* [Exercises]:
a) From the discussion of exception handling, list every distinct function name that begins with "PyErr_" or "_PyErr_".
b) Please carry on the discussion of exception handling with new text after its final sentence.
━━━ Passage provided
Thanks for the analysis! Yes, I think you found the issue.

but it seems to me that it's actually a bug that PyErr_SetHandledException doesn't set the same exception that PyErr_GetHandledException returns.

I agree, and wouldn't mind seeing this fixed. Would it break anything? If you change the exception stack from [exc, None, None] to [exc, None, exc] - it look like it's semantically the same.

@pR0Ps pR0Ps requested a review from markshannon as a code owner November 6, 2023 21:32
@pR0Ps
Copy link
Contributor Author

pR0Ps commented Nov 6, 2023

Would it break anything? If you change the exception stack from [exc, None, None] to [exc, None, exc] - it look like it's semantically the same.

I've messed around with this some more and I think you're right in that it's exactly the same from the perspective of everything just using _PyErr_GetTopmostException so it doesn't matter.

It doesn't seem to break anything (nothing in the test suite at least). The danger here is that it now makes it possible for PyErr_SetHandledException being used within a coroutine to change the exception in the calling function instead of being limited to only being able to affect change within the context of the coroutine.

As far as I can tell, the only place the interpreter uses PyErr_SetHandledException is to set the handled exception when processing an except* block so the context within the block only has the matched exceptions. This only happens within the context of an exception being handled so there's no danger of the top of the stack being None and it overwriting the caller's exception. That being said, if some external code relies on being in a coroutine and having the exc_info stack in a state where the top exception is None and uses this to add an exception on top instead setting an exception, the change I made will cause issues. It will cause the function to replace the exception of the calling function instead of adding the exception to the top of the stack. Ex:

// <in a coroutine with the caller handling an Exception>
// exc_info state: None --> Exception
PyObject *value_err = make_some_ValueError();
PyErr_SetHandledException(value_err);
// PREVIOUS: ValueError --> Exception
// NEW: None -> ValueError

Considering all the above, I'm reconsidering the change to PyErr_SetHandledException. Even though it seems unexpected that using it to set the handled exception to NULL/None doesn't do anything in a coroutine, I think it's much more unexpected that it can reach up out of its current context and affect the caller's exception.

While looking into this, I also realized that the change to PyErr_SetHandledException wasn't even a complete fix for the To clear the exception state, pass NULL. documentation and the @contextmanager issue. Having it set the handled exception to NULL/None doesn't clear the exception, it removes the current topmost one. If there was another exception under there, it would be returned by sys.exception() anyway. I've added a test case in the latest commit that tests this situation.

Sorry for all the back and forth on this - I'm discovering how all this works as I go.


Assuming that the exception stack having duplicates in it is fine, the remaining issue (documentation and otherwise) is that passing in NULL/None does not actually clear the exception state - it only removes the current top. If called within a coroutine, this is either a no-op or potentially exposes the caller exception state instead.

Since it's desired behavior to have sys.exception() return the exception of the caller within a coroutine that hasn't raised an exception, _PyErr_GetTopmostException's traversing up the stack of exceptions can't be removed. In order to be able to fully clear the exception state, this means that there has to be some way of signaling to _PyErr_GetTopmostException that it shouldn't traverse up the exception stack in the specific case where the exception has been explicitly cleared.
━━━━━━
━━━ Data extract
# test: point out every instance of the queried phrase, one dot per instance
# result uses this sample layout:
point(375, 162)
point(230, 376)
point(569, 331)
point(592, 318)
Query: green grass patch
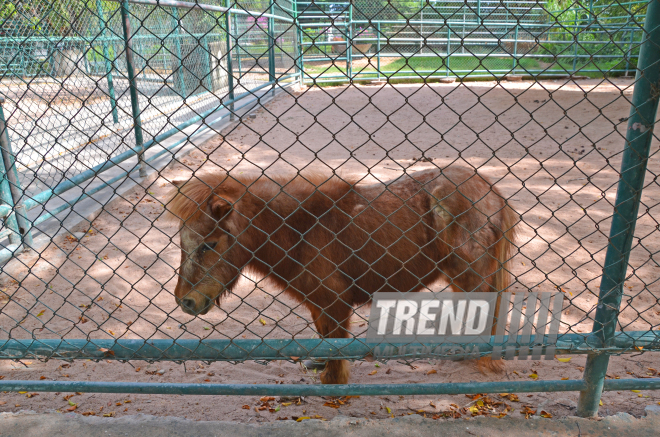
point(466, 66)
━━━━━━
* [Responses in order]:
a)
PyErr_SetHandledException
PyErr_GetHandledException
_PyErr_GetTopmostException

b)
One way to do this that looks like it might work is to use the difference between NULL and None in the exception stack. If the exception is NULL (ie. unset) then it's skipped, but if it's set to None then it's a valid non-exception and is returned as-is as the top-level exception. This allows PyErr_SetHandledException(Py_None) to set None on the top of the stack and mask all the exceptions under it. Then, when the coroutine exits, the None is popped off the exception stack as normal, exposing the other exceptions under it.

I've implemented the above in my latest commit and it seems to work (all test cases pass). However, I'm definitely a bit out of my depth here so I'm not sure if this is something that can/should be changed or if I've overlooked an edge case with it.

@iritkatriel
Copy link
Member

I think it's much more unexpected that it can reach up out of its current context and affect the caller's exception.

Good point.

This is all useful analysis. Can you start by making some doc enhancements with this point you feel are missing? (If we end up making code changes we can change the docs as well, but it's useful to have the current state documented in any case).

@pR0Ps
Copy link
Contributor Author

pR0Ps commented Nov 14, 2023

Can you start by making some doc enhancements with this point you feel are missing?

Sure, should I do them in this PR or submit a new one?

@iritkatriel
Copy link
Member

Maybe a new one.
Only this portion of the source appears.